[TASK PROMPT]: Transcribe the passage below on fantasy and how children construct meaning, word for word and in full.

[PAGE TEXT]:
According to one tradition in child psychology13 we are all and especially children constructing meaning in our lives and of our lives. Bettleheim argued for the primacy of narrative fantasy in this process.
For a story to truly hold a child's attention, it must entertain him and arouse his curiosity. But to enrich his life, it must stimulate his imagination; help him to develop his intellect and to clarify his emotions; be attuned to his anxieties and aspirations; give full recognition to his difficulties, while at the same time suggesting solutions to the problems which perturb him. (Bettleheim, p.5)
Fantasy is not a form of escapism but is a way of working through the problematic nature of life without being defeated by it. Meaning is constructed by overcoming the odds and transcending the immediate problems of existence. While Bettelheim is talking of fantasy worlds found in fairytales we would argue that children, as they engage in play such as we have been describing in these stories are creating fairytales of their own and through these fairytales they construct and reconstruct the world in which they exist. We are reminded of the great lesson learned by the shepherd boy in Paulo Coelhos The Alchemist (p.20): "... at a certain point in our lives, we loose control of whats happening to us, and our lives become controlled by fate. Thats the worlds greatest lie." The story goes on to describe how the shepherd boy pursues his "personal legend" learning to become in control of his own fate for the lie is that passivity indulging concepts of "fate" creates.

[DATA SHOWN]:
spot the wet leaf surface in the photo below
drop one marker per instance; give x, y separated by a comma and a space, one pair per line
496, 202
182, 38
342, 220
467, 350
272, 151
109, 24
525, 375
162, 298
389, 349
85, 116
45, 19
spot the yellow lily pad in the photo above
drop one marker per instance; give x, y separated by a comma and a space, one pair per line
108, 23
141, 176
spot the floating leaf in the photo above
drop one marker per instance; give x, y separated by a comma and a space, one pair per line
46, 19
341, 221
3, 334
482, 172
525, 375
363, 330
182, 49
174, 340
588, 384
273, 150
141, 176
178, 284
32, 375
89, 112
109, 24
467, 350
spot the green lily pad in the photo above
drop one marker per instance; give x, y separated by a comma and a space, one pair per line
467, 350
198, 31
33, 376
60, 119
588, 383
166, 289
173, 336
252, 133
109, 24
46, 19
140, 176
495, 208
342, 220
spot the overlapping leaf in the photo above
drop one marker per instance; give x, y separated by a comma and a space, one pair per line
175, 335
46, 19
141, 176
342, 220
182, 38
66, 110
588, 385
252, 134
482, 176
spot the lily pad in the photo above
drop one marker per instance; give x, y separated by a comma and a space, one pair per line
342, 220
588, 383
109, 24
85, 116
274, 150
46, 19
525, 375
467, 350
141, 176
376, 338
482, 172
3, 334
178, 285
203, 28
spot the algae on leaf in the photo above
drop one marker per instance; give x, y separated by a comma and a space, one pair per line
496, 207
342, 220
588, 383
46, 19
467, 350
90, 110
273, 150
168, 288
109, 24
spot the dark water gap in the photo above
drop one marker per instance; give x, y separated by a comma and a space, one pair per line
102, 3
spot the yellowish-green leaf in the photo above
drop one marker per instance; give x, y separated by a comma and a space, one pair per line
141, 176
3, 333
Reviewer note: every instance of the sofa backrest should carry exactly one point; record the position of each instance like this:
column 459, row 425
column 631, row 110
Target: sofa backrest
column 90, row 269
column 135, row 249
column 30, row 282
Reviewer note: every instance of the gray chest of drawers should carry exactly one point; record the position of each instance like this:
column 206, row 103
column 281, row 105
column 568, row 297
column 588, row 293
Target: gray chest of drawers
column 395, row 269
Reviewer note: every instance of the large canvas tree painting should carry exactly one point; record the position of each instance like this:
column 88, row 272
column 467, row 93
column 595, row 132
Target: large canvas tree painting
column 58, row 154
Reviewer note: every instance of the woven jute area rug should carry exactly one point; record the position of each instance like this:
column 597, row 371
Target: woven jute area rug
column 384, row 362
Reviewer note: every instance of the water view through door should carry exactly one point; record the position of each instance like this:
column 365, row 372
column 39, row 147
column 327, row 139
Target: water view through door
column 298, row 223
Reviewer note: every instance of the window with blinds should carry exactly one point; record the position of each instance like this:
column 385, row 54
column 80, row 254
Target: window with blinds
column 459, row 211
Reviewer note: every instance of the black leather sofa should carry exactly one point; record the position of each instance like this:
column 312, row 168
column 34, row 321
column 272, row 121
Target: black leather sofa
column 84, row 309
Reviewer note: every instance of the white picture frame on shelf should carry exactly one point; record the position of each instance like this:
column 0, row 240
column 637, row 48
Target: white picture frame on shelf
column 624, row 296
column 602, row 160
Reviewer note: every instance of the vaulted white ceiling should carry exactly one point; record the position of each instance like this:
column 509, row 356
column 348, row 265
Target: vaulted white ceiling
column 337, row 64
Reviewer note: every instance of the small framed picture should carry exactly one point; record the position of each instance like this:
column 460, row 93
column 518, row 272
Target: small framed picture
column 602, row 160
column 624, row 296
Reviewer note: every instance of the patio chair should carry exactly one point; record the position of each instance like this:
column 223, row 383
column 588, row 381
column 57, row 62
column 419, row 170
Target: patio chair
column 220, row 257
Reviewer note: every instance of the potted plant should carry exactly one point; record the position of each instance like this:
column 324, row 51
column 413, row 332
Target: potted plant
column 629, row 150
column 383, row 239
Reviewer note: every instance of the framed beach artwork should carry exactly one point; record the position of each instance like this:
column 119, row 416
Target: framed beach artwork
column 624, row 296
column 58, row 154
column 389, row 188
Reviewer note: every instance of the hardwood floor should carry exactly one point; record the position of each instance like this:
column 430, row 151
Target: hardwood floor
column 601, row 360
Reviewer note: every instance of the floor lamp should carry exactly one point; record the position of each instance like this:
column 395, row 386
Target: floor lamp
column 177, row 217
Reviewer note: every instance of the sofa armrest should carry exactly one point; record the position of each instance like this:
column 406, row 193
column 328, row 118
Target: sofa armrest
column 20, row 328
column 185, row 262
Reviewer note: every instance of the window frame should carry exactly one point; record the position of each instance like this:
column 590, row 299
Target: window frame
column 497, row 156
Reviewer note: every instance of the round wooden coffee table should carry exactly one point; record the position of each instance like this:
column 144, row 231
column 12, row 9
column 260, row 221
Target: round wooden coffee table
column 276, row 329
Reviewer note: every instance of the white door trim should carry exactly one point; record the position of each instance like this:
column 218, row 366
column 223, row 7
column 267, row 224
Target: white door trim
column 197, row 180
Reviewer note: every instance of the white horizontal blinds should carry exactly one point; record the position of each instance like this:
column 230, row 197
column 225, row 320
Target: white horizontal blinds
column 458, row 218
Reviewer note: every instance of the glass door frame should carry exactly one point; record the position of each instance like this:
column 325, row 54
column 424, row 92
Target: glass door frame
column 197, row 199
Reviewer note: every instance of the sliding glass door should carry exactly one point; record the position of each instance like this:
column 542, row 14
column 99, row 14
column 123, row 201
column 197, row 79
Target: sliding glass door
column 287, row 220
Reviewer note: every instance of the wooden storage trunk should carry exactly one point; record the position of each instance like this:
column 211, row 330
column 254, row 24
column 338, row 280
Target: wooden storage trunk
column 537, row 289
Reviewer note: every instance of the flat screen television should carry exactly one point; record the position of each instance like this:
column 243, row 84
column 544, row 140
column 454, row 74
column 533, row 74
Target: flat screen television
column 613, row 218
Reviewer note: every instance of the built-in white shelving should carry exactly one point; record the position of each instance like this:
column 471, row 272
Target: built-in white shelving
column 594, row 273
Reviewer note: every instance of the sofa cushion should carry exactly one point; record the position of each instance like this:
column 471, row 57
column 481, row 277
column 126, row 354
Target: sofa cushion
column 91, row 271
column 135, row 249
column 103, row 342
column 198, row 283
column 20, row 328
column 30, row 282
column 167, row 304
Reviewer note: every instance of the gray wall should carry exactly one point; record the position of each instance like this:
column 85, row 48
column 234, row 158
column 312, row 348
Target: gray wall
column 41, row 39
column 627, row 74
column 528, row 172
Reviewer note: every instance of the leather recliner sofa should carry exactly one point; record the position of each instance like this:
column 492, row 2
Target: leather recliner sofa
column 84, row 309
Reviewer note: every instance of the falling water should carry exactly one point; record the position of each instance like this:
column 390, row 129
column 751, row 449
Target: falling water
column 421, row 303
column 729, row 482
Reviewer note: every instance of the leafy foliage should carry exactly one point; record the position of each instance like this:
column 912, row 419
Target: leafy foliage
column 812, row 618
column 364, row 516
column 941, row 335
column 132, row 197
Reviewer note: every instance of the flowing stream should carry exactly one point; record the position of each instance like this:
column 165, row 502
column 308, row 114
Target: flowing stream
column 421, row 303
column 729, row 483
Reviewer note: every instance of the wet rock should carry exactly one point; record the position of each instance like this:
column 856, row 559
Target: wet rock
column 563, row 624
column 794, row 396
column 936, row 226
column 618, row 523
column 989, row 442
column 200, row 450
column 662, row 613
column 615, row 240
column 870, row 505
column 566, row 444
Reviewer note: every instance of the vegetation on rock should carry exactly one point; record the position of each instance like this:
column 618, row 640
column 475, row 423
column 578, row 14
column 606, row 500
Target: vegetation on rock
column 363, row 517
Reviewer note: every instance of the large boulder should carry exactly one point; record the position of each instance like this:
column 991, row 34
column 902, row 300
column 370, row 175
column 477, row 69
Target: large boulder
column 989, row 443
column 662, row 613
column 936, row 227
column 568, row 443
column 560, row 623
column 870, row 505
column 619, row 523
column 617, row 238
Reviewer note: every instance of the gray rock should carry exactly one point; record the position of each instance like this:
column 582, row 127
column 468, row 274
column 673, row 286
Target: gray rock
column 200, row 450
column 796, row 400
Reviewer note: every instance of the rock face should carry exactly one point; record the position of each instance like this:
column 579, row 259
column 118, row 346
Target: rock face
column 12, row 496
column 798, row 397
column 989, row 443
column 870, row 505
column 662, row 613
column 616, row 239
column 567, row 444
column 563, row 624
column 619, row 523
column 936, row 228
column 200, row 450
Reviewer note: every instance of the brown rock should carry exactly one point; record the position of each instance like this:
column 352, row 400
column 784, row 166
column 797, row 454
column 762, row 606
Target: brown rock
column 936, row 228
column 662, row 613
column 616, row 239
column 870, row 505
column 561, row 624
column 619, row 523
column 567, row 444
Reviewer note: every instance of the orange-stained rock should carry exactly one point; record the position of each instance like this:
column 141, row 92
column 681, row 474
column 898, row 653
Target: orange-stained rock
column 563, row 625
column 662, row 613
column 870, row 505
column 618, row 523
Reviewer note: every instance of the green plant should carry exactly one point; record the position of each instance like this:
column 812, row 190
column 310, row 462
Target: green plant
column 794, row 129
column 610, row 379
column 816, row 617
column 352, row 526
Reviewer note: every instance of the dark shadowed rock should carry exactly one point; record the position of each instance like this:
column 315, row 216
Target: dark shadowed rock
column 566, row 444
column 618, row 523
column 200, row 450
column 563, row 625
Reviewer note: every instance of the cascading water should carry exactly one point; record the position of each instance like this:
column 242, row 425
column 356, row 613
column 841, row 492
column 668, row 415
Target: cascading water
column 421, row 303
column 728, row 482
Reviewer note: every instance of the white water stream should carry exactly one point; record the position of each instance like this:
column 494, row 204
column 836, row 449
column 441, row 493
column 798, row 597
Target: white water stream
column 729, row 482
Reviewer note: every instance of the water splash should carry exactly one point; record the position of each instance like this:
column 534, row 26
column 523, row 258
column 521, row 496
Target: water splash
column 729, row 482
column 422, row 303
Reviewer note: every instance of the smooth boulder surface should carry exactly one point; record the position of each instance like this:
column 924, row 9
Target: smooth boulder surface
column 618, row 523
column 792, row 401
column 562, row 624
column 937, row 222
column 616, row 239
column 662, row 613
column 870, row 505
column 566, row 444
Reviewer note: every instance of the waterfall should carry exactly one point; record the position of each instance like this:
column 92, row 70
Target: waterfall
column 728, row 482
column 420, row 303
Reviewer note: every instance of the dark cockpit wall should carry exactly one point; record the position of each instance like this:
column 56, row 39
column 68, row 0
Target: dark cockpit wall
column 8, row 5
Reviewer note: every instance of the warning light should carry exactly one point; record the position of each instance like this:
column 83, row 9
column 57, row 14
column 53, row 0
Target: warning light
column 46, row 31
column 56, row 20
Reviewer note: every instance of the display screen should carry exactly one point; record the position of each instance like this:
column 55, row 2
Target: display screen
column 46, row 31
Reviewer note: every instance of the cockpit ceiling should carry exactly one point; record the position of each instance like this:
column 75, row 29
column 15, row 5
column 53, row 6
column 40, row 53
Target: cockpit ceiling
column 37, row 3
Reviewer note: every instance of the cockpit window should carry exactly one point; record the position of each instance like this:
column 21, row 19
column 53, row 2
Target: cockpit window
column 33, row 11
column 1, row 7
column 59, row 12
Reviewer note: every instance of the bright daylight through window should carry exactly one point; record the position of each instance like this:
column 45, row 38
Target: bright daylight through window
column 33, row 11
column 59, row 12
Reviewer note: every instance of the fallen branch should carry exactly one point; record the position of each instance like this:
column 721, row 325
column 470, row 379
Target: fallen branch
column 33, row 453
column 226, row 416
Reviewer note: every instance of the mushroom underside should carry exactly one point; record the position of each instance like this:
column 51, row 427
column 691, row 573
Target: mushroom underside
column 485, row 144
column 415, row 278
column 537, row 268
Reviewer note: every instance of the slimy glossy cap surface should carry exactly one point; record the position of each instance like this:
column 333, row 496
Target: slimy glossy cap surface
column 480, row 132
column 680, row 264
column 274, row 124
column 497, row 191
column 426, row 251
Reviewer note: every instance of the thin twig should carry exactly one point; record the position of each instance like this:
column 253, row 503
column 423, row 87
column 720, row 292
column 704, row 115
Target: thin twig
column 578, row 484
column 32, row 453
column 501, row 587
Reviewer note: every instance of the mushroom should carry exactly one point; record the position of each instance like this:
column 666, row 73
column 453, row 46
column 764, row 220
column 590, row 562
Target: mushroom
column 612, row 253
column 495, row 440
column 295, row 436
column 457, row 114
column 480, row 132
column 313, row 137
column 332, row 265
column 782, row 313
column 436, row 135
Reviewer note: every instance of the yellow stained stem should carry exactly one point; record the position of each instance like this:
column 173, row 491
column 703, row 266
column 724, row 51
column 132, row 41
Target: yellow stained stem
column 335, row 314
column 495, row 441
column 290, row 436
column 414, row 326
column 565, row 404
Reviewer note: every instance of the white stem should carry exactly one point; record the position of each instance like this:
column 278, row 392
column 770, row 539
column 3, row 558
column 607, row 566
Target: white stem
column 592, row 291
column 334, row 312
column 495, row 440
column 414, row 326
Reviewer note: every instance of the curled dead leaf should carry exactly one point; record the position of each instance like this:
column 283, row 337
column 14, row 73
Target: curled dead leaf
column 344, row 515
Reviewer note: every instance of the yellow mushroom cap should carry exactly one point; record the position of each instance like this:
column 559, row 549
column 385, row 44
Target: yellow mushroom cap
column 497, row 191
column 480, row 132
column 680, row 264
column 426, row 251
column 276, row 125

[OUTPUT FOR THIS EXERCISE]:
According to one tradition in child psychology13 we are all and especially children constructing meaning in our lives and of our lives. Bettleheim argued for the primacy of narrative fantasy in this process.
For a story to truly hold a child's attention, it must entertain him and arouse his curiosity. But to enrich his life, it must stimulate his imagination; help him to develop his intellect and to clarify his emotions; be attuned to his anxieties and aspirations; give full recognition to his difficulties, while at the same time suggesting solutions to the problems which perturb him. (Bettleheim, p.5)
Fantasy is not a form of escapism but is a way of working through the problematic nature of life without being defeated by it. Meaning is constructed by overcoming the odds and transcending the immediate problems of existence. While Bettelheim is talking of fantasy worlds found in fairytales we would argue that children, as they engage in play such as we have been describing in these stories are creating fairytales of their own and through these fairytales they construct and reconstruct the world in which they exist. We are reminded of the great lesson learned by the shepherd boy in Paulo Coelhos The Alchemist (p.20): "... at a certain point in our lives, we loose control of whats happening to us, and our lives become controlled by fate. Thats the worlds greatest lie." The story goes on to describe how the shepherd boy pursues his "personal legend" learning to become in control of his own fate for the lie is that passivity indulging concepts of "fate" creates.